* **PROBLEM**: Please return the listing exactly as written, but without its pictures.
DATA TO EXAMINE START
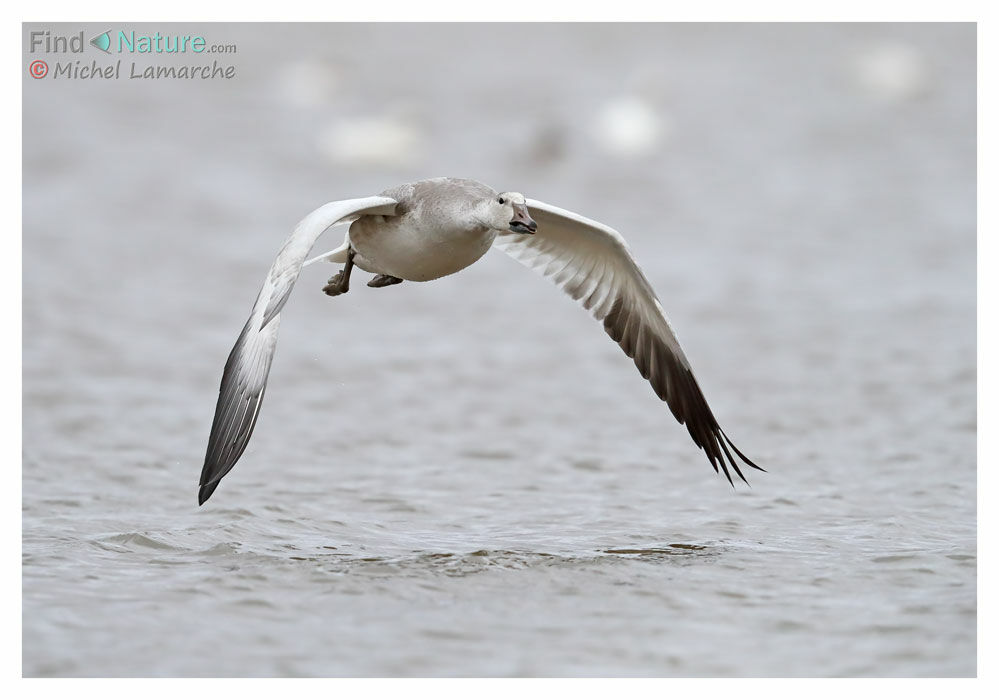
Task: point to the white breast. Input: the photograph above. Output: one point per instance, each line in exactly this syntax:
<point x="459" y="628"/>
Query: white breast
<point x="401" y="247"/>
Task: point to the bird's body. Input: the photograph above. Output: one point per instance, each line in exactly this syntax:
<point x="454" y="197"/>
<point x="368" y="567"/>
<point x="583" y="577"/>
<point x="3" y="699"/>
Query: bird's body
<point x="426" y="239"/>
<point x="432" y="228"/>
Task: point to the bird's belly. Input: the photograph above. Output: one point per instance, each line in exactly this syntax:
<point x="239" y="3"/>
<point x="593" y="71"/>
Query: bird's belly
<point x="416" y="255"/>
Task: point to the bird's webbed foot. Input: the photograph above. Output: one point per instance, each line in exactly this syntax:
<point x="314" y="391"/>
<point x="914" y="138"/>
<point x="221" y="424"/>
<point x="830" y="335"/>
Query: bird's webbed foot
<point x="384" y="281"/>
<point x="340" y="282"/>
DATA TO EXAMINE END
* **SOLUTION TO THIS EXERCISE**:
Task: point to the white breast. Input: the photograph above. Output: one point per instance, each line in exactly this syntax:
<point x="459" y="628"/>
Query: white breast
<point x="401" y="247"/>
Task: point to the bird's body. Input: the photograph above. Output: one point per instance, each line in exactly this syntax:
<point x="454" y="197"/>
<point x="368" y="567"/>
<point x="583" y="577"/>
<point x="3" y="699"/>
Query: bird's body
<point x="426" y="239"/>
<point x="432" y="228"/>
Task: point to the bird's belly. Input: the photograph above. Output: one point per instance, each line in exactly this syntax:
<point x="239" y="3"/>
<point x="593" y="71"/>
Query: bird's belly
<point x="416" y="255"/>
Task: point to the bird's webbed foot. Input: the photograph above. Output: one point per instance, each line in exactly this syntax:
<point x="314" y="391"/>
<point x="914" y="138"/>
<point x="221" y="424"/>
<point x="830" y="335"/>
Query: bird's webbed foot
<point x="384" y="281"/>
<point x="340" y="282"/>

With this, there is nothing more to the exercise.